Passage retenu:
_ _ _ _ _

Valérie Lemaire & Olivier Neuray, Les cinq de Cambridge — Intégrale

L’his­toire vraie du plus incroyable réseau d’espions

Préala­ble­ment publiées en trois tomes entre juin 2015 et février 2018, les édi­tions Cas­ter­man réunissent ces aven­tures en une inté­grale pré­fa­cée par Ser­gio Bian­cato, un socio­logue de l’université de Naples.
Celui-ci traite de l’espionnage le plus effi­cace, celui de l’ombre, sans exploits spec­ta­cu­laires à la James Bond.

En Ecosse, en 1979, John Mac Donald se recueille sur la tombe d’Edward Maguire, son oncle, avec Youri et Kolia. Pour en savoir plus sur les racines du drame ayant entraîné la mort d’Edward, John et Kolia ont pu avoir rendez-vous avec Anthony Blunt. Bien qu’ayant été démas­qué comme espion, celui-ci béné­fi­cie d’une immu­nité judi­ciaire. Il entre­prend de leur racon­ter l’histoire dont il a fait par­tie, celle de ces cinq espions, de ces cinq étu­diants qui ont fourni à l’URSS de Sta­line, ren­sei­gne­ments et infor­ma­tions pré­cieuses pen­dant plus de trente ans.
Au len­de­main de la crise de 1929, c’est la misère qui frappe les classes sociales des plus fra­giles. Harold Philby prend conscience de la situa­tion en étant soi­gné, après un acci­dent de moto, dans un quar­tier pauvre d’une de ces villes du nord de l’Angleterre, dans le Pays noir. Bou­le­versé par ce qu’il a entrevu, il veut faire chan­ger les choses. Alors qu’il essaie de convaincre le pro­fes­seur d’économie pour inté­grer son cours, ils sont rejoints par Guy Bur­gess, un pique-assiette atta­chant, très atta­chant. Ce der­nier l’invite à venir écou­ter un pro­fes­seur qui a adhéré au parti com­mu­niste. C’est le début d’un enga­ge­ment dans lequel ils vont entraî­ner d’autres étu­diants séduits par cet idéal…

Tout à fait authen­tique cette his­toire semble extra­or­di­naire. Com­ment ima­gi­ner que cinq jeunes indi­vi­dus issus des classes pri­vi­lé­giées de la vieille Angle­terre ont pu pen­dant des dizaines d’années trom­per leur monde et ser­vir un régime tel que celui de Sta­line ? Bou­le­ver­sés par la misère, ils ont cru en un régime fal­la­cieux, une légende entre­te­nue par des irres­pon­sables qui ne voyaient que ce qu’ils vou­laient voir de la situa­tion en URSS, ce “para­dis” sur Terre.

_ _ _ _ _

Consigne: D'après le passage retenu, qui signe la préface de l'intégrale publiée par Casterman ? La liste qui suit ne joue aucun rôle ici.

Liste jointe:
_ _ _ _ _

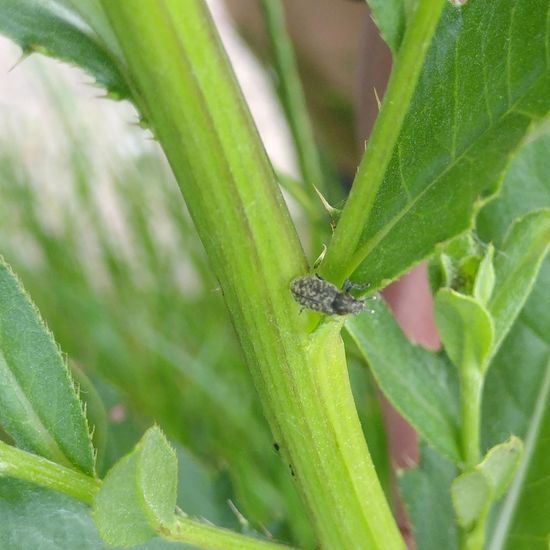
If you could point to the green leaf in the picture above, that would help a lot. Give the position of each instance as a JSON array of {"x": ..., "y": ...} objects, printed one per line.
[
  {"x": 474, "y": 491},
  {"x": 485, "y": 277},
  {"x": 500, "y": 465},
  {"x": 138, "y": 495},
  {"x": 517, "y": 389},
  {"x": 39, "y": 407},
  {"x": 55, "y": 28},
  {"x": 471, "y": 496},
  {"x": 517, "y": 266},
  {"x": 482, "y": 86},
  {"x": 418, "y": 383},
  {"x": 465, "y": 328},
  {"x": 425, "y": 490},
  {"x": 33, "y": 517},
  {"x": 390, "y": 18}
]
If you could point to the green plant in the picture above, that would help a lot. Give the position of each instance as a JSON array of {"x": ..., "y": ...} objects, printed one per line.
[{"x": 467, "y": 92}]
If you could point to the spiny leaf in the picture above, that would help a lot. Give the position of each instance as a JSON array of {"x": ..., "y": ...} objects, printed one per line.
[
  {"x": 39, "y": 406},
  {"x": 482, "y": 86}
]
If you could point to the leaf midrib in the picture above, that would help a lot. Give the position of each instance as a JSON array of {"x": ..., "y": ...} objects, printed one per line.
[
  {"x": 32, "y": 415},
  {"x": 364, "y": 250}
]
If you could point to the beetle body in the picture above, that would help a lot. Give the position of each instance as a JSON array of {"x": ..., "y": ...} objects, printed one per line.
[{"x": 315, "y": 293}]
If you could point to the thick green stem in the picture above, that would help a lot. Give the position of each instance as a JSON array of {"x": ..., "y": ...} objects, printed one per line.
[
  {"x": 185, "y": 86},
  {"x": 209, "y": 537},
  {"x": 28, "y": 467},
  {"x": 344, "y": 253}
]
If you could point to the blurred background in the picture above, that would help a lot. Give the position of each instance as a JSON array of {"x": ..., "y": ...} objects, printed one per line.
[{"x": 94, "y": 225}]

_ _ _ _ _

Bonne réponse: Sergio Biancato, un sociologue de l'université de Naples.